───── Document extract

Horowitz and I have published detailed results from five years of full-time searching with Project META and two years of follow-up. We can’t report that we found a signal from alien beings. But we did find something puzzling, something that for me in quiet moments, every now and then, raises goose bumps:
Of course, there’s a background level of radio noise from Earth—radio and television stations, aircraft, portable telephones, nearby and more distant spacecraft. Also, as with all radio receivers, the longer you wait, the more likely it is that there’ll be some random fluctuation in the electronics so strong that it generates a spurious signal. So we ignore anything that isn’t much louder than the background.
Any strong narrow-band signal that remains in a single channel we take very seriously. As it logs in the data, META automatically tells the human operators to pay attention to certain signals. Over five years we made some 60 trillion observations at various frequencies, while examining the entire accessible sky. A few dozen signals survive the culling. These are subjected to further scrutiny, and almost all of them are rejected-for example, because an error has been found by fault-detection microprocessors that examine the signal-detection microprocessors.
What’s left—the strongest candidate signals after three surveys of the sky—are 11 “events.” They satisfy all but one of our criteria for a genuine alien signal. But the one failed criterion is supremely important: Verifiability. We’ve never been able to find any of them again. We look back at that part of the sky three minutes later and there’s nothing there. We look again the following day: nothing. Examine it a year later, or seven years later, and still there’s nothing.
It seems unlikely that every signal we get from alien civilizations would turn itself off a couple of minutes after we begin listening, and never repeat. (How would they know we’re paying attention?) But, just possibly, this is the effect of twinkling. Stars twinkle because parcels of turbulent air are moving across the line of sight between the star and us. Sometimes these air parcels act as a lens and cause the light rays from a given star to converge a little, making it momentarily brighter. Similarly, astronomical radio sources may also twinkle—owing to clouds of electrically charged (or “ionized”) gas in the great near-vacuum between the stars. We observe this routinely with pulsars.

──────────

### Exercises to complete
a: In the Project META passage, how many candidate "events" remained after three surveys of the sky?
b: Reproduce the Project META passage between "It seems unlikely" and "routinely with pulsars.", inclusive.
c: Carry on with the Project META passage from the point where it stops.

───── Data listing

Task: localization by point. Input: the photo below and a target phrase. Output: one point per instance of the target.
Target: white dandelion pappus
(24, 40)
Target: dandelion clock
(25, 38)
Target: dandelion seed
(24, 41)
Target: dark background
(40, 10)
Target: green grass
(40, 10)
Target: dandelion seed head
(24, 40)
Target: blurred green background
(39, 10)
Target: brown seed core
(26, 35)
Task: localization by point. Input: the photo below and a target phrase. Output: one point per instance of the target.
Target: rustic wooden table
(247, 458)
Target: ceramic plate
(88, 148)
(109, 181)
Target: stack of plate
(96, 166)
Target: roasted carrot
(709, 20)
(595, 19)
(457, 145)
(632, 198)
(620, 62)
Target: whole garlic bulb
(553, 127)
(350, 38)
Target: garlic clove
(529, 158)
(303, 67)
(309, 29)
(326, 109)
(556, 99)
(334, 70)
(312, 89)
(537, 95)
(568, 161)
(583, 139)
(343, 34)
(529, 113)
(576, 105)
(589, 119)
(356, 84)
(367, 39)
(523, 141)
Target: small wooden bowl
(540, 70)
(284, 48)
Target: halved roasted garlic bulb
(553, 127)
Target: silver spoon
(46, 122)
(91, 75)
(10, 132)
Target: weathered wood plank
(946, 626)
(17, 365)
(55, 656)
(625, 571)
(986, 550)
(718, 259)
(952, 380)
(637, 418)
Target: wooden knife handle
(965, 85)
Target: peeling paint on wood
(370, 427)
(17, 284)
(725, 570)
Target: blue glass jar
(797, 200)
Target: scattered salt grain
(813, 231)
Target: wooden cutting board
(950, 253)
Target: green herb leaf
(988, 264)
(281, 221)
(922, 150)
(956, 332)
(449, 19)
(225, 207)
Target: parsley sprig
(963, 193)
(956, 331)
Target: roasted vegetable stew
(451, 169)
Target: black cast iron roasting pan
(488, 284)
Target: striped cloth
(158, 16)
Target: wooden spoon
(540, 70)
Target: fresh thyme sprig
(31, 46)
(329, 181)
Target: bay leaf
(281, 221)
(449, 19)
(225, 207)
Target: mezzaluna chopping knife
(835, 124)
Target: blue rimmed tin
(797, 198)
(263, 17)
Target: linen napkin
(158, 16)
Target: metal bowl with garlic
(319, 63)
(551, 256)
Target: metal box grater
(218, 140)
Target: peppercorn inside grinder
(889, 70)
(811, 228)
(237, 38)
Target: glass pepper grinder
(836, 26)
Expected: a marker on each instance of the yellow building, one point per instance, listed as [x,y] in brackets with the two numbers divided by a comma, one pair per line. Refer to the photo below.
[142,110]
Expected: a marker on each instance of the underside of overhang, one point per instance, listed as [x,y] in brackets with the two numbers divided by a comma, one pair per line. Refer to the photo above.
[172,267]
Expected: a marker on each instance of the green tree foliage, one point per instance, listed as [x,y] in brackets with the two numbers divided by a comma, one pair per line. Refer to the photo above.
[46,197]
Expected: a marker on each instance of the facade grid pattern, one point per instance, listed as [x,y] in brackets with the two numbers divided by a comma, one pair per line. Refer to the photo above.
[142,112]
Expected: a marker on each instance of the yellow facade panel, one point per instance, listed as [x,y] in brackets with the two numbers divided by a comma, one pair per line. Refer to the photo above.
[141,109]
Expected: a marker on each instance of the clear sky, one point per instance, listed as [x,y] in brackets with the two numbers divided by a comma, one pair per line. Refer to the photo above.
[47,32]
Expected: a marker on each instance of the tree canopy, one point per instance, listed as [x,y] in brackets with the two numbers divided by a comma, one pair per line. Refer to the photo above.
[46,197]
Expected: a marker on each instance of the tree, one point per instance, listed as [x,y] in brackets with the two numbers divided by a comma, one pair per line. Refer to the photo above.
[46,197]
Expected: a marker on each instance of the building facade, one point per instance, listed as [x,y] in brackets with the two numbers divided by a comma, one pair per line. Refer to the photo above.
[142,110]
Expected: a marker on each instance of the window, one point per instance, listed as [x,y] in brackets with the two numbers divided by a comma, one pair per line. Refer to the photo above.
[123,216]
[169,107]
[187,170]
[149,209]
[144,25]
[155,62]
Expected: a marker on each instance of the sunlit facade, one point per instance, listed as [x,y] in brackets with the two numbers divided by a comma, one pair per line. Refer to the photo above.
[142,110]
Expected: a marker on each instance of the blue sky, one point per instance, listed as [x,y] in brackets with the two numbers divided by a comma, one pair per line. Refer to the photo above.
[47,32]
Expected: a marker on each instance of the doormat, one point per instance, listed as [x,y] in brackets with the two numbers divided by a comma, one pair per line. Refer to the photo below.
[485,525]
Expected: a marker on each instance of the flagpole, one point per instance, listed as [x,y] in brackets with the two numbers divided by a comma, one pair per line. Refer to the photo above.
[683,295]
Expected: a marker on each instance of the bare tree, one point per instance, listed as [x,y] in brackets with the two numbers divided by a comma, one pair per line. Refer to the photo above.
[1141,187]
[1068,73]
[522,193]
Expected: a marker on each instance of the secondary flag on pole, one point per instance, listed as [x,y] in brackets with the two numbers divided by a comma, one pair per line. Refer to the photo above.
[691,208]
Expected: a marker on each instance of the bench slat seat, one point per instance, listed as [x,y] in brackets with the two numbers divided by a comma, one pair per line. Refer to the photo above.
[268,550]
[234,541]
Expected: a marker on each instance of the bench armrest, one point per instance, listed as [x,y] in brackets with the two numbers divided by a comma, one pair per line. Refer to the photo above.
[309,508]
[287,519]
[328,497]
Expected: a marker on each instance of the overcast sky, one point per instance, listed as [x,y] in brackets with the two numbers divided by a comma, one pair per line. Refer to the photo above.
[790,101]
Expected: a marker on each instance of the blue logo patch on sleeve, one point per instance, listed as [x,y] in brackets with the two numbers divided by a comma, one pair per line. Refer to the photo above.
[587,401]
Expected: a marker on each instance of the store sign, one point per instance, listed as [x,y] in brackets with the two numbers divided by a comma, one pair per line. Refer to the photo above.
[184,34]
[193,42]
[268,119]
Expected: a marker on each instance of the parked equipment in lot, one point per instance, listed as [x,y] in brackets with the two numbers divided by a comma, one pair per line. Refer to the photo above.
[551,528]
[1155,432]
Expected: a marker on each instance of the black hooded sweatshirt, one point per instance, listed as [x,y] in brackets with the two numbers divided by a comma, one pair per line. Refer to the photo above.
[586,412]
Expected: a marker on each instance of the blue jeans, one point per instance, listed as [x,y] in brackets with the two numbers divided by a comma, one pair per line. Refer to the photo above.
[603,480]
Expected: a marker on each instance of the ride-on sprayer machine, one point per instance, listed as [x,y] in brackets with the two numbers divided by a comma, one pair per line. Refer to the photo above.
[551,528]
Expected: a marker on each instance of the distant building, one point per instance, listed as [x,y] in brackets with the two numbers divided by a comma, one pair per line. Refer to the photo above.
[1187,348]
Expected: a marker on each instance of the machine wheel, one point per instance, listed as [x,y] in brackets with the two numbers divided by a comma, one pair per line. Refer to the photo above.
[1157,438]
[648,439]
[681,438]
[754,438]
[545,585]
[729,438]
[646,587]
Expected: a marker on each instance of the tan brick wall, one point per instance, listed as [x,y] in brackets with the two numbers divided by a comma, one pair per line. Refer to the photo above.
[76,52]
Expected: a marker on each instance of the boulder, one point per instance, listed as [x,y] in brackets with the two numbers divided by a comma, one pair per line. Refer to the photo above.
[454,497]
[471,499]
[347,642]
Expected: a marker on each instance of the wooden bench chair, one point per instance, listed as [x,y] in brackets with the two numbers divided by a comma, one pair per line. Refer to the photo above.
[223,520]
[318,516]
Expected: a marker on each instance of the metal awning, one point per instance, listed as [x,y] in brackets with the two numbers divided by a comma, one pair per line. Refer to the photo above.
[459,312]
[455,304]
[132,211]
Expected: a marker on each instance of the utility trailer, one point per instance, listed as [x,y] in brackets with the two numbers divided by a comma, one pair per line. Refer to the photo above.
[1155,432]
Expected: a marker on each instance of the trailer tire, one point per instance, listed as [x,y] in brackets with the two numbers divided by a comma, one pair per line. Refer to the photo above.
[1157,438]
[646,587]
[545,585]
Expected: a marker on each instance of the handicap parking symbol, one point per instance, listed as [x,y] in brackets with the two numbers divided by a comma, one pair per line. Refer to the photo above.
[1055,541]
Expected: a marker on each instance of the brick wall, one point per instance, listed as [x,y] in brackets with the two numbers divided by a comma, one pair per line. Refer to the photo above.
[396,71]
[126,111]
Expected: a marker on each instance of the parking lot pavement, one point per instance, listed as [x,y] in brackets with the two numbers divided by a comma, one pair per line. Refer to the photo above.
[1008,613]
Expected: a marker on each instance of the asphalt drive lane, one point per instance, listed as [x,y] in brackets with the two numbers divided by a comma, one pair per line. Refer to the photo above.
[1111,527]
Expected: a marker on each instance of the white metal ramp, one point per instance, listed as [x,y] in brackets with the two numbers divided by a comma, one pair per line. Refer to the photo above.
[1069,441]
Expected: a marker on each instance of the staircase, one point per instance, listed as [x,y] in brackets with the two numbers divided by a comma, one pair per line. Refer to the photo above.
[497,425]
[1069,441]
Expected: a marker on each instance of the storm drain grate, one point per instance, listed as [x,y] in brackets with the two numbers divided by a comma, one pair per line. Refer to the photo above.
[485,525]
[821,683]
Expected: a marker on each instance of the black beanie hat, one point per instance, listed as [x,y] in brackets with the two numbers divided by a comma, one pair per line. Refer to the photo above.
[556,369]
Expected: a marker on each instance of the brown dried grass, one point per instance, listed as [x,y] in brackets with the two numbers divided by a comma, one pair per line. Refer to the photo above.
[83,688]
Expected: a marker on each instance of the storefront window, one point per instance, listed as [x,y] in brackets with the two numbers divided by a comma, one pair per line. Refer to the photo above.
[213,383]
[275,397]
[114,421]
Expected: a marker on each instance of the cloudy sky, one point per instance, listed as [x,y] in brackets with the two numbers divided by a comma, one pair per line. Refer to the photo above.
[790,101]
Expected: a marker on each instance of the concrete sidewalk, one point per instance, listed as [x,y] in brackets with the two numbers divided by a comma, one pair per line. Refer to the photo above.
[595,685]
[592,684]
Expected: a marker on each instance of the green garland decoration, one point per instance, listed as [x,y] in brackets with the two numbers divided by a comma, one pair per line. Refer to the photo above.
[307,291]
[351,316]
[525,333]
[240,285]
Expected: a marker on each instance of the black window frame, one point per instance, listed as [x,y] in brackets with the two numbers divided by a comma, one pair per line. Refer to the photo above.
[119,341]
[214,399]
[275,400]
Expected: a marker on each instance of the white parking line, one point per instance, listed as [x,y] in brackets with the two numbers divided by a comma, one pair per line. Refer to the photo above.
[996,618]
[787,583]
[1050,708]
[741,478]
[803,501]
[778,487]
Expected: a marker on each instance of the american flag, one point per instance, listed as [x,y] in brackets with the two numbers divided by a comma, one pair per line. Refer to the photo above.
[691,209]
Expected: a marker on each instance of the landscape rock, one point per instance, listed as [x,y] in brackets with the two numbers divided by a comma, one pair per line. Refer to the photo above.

──────────

### Written answers
a: Eleven events.

b:
It seems unlikely that every signal we get from alien civilizations would turn itself off a couple of minutes after we begin listening, and never repeat. (How would they know we’re paying attention?) But, just possibly, this is the effect of twinkling. Stars twinkle because parcels of turbulent air are moving across the line of sight between the star and us. Sometimes these air parcels act as a lens and cause the light rays from a given star to converge a little, making it momentarily brighter. Similarly, astronomical radio sources may also twinkle—owing to clouds of electrically charged (or “ionized”) gas in the great near-vacuum between the stars. We observe this routinely with pulsars.

c:
Imagine a radio signal that’s a little below the strength that we could otherwise detect on Earth. Occasionally the signal will by chance be temporarily focused, amplified, and brought within the detectability range of our radio telescopes. The interesting thing is that the lifetimes of such brightening, predicted from the physics of the interstellar gas, are a few minutes—and the chance of reacquiring the signal is small. We should really be pointing steadily at these coordinates in the sky, watching them for months.
Despite the fact that none of these signals repeats, there’s an additional fact about them that, every time I think about it, sends a chill down my spine: 8 of the 11 best candidate signals lie in or near the plane of the Milky Way Galaxy. The five strongest are in the constellations Cassiopeia, Monoceros, Hydra, and two in Sagittarius—in the approximate direction of the center of the Galaxy. The Milky Way is a flat, wheel-like collection of gas and dust and stars. Its flatness is why we see it as a band of diffuse light across the night sky. That’s where almost all the stars in our galaxy are. If our candidate signals really were radio interference from Earth or some undetected glitch in the detection electronics, we shouldn’t see them preferentially when we’re pointing at the Milky Way.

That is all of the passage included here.